§ Action item:
Copy these lines word for word, starting at the beginning of the lines and stopping after the line that contains "box: [6, 0, 90, 106]". Leave the pictures out of your answer.

Stored data:
- Opening Delimiter -

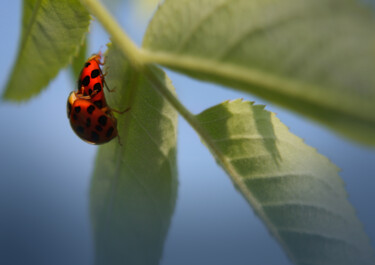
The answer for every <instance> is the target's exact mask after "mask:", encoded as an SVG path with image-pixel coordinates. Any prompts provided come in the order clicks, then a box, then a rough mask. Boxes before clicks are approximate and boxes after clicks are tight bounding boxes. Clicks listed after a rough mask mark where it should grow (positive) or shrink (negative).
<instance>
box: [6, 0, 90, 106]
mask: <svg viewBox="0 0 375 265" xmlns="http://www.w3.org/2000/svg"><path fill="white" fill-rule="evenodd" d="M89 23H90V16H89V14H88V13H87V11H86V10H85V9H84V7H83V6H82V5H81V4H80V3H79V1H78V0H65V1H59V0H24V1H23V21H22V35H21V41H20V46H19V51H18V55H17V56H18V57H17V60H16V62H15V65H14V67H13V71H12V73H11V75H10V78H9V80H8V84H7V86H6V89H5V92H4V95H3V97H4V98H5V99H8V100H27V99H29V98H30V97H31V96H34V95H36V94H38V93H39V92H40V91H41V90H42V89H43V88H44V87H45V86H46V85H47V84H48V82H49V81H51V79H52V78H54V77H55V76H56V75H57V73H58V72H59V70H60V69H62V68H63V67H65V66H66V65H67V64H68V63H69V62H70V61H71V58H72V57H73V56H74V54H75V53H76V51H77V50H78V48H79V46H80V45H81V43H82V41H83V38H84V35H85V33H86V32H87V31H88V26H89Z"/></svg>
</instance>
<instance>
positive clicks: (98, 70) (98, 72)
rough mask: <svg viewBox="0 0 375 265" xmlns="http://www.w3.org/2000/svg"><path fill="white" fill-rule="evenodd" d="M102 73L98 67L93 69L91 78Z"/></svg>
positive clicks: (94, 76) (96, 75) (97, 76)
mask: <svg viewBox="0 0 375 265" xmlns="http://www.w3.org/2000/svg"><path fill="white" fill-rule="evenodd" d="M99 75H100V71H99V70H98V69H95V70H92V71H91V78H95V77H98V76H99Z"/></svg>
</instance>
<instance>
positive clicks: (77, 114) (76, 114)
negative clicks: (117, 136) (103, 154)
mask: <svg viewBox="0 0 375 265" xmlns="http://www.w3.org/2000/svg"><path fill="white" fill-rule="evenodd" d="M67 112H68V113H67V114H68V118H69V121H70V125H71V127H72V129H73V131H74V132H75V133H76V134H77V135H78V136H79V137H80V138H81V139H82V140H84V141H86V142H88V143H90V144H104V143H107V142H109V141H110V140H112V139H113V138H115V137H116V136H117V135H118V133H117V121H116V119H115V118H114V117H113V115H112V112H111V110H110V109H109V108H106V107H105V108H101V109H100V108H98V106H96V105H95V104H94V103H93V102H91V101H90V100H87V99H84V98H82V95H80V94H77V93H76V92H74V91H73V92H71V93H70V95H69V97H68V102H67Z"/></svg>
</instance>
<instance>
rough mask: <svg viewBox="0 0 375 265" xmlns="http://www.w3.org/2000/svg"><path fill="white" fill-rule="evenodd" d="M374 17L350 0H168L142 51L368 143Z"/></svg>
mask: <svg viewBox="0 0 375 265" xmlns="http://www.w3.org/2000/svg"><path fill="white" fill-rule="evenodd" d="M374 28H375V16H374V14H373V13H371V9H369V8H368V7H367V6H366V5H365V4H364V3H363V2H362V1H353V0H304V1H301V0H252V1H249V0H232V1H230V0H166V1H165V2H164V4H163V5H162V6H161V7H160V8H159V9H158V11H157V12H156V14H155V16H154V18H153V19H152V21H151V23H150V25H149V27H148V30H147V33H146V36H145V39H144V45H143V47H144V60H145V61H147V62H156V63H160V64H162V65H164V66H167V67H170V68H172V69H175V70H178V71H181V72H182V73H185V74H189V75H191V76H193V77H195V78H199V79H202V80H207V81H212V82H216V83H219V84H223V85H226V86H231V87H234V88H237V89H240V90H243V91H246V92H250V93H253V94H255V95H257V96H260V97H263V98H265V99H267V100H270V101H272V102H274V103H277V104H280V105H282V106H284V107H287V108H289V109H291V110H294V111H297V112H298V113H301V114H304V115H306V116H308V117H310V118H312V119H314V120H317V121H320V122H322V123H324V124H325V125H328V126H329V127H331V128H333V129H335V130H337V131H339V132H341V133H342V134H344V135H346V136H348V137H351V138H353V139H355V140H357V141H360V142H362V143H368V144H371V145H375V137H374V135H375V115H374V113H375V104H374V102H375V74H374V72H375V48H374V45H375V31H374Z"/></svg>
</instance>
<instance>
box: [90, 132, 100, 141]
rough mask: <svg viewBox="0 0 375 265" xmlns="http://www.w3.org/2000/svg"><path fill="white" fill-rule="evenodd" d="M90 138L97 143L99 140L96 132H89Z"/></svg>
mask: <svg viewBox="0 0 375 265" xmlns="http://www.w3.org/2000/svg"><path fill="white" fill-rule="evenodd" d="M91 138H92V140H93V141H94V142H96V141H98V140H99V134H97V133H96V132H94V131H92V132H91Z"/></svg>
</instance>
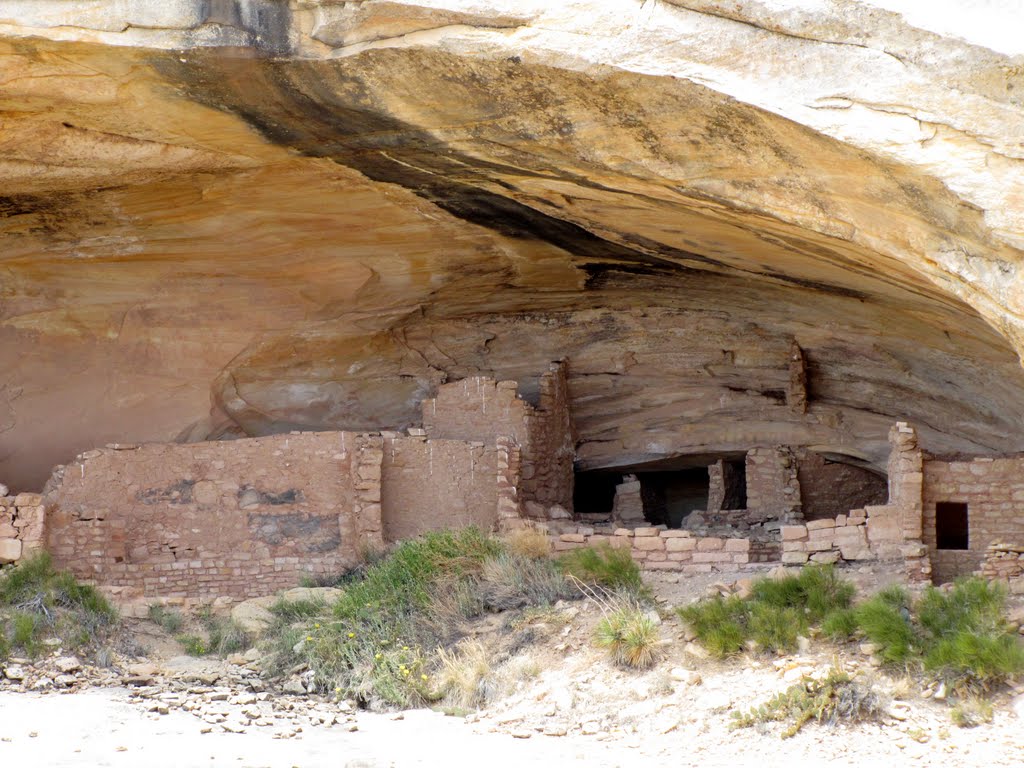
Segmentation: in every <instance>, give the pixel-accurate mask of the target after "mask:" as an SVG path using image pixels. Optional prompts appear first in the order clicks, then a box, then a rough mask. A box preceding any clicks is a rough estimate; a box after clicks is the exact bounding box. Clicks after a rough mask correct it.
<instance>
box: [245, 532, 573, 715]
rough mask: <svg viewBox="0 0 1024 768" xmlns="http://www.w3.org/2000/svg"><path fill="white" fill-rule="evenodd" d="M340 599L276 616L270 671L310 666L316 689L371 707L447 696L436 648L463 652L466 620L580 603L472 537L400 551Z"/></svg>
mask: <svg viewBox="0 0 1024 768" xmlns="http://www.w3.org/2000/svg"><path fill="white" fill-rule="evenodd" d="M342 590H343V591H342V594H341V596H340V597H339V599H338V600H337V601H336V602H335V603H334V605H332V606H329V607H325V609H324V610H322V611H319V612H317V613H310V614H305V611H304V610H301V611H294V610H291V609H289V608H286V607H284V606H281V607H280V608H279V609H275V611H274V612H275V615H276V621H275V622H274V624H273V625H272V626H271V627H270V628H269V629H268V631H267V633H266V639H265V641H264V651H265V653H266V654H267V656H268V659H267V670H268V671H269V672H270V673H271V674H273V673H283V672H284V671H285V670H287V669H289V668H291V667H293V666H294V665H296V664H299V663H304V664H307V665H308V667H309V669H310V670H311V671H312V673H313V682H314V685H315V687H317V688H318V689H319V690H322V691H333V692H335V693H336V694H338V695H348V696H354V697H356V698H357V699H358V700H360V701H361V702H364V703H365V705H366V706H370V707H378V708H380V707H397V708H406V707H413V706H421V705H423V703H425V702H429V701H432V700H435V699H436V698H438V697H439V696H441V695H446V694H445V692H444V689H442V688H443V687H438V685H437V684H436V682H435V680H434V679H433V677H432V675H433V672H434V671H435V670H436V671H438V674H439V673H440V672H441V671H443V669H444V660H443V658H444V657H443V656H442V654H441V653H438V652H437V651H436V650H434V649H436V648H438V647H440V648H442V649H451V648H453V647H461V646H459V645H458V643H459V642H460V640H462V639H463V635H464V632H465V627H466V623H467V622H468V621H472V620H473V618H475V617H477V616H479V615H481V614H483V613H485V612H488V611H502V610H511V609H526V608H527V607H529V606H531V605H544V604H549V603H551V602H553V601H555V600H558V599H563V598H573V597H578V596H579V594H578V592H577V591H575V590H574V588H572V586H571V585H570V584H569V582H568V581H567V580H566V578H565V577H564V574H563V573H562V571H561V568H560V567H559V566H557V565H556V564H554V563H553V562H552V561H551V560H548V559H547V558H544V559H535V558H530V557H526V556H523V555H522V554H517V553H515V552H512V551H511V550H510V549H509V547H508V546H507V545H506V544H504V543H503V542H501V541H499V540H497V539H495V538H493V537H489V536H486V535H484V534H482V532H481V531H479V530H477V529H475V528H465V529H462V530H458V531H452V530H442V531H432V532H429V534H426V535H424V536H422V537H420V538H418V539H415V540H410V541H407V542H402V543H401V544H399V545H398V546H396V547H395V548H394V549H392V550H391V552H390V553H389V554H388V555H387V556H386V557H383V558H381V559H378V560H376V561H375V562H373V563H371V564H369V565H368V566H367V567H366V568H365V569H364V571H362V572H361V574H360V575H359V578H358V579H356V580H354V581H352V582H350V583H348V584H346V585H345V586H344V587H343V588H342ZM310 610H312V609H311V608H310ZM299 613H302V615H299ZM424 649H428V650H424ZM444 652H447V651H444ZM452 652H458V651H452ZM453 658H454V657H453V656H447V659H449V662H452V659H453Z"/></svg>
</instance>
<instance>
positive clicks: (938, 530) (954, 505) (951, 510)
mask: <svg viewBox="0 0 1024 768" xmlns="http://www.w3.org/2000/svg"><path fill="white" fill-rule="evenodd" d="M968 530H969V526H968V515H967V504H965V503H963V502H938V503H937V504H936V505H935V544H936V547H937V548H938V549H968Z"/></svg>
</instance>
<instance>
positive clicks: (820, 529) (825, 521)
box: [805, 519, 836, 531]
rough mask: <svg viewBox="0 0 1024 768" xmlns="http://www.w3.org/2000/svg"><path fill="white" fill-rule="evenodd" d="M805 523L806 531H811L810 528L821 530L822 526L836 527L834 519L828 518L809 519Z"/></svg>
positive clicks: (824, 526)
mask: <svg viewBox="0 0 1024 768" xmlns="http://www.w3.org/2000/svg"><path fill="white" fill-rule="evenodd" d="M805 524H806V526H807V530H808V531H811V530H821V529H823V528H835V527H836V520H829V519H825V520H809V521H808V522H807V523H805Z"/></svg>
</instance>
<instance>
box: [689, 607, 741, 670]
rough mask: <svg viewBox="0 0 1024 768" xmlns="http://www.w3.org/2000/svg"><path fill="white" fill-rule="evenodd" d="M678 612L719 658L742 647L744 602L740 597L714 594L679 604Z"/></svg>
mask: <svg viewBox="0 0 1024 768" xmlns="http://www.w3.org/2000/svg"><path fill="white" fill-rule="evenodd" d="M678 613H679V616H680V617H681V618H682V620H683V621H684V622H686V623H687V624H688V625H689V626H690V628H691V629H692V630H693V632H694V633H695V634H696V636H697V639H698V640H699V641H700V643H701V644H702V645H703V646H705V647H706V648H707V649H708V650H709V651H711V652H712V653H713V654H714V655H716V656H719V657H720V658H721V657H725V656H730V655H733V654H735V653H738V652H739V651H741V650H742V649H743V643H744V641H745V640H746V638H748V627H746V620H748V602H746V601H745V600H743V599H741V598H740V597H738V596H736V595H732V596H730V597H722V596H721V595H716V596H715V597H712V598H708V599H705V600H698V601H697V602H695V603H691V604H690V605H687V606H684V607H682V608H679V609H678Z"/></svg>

- Closing Delimiter -

§ Exercise answer:
The answer for every <instance> is the target's exact mask after "mask:", encoded as an SVG path with image-pixel coordinates. Any prompts provided come in the order clicks, then a box, then a rough mask. Boxes before clicks are approximate and boxes after clicks are tight bounding boxes. Clicks listed after a rough mask mark where it should grow (positive) or shrink (negative).
<instance>
box: [6, 0, 90, 106]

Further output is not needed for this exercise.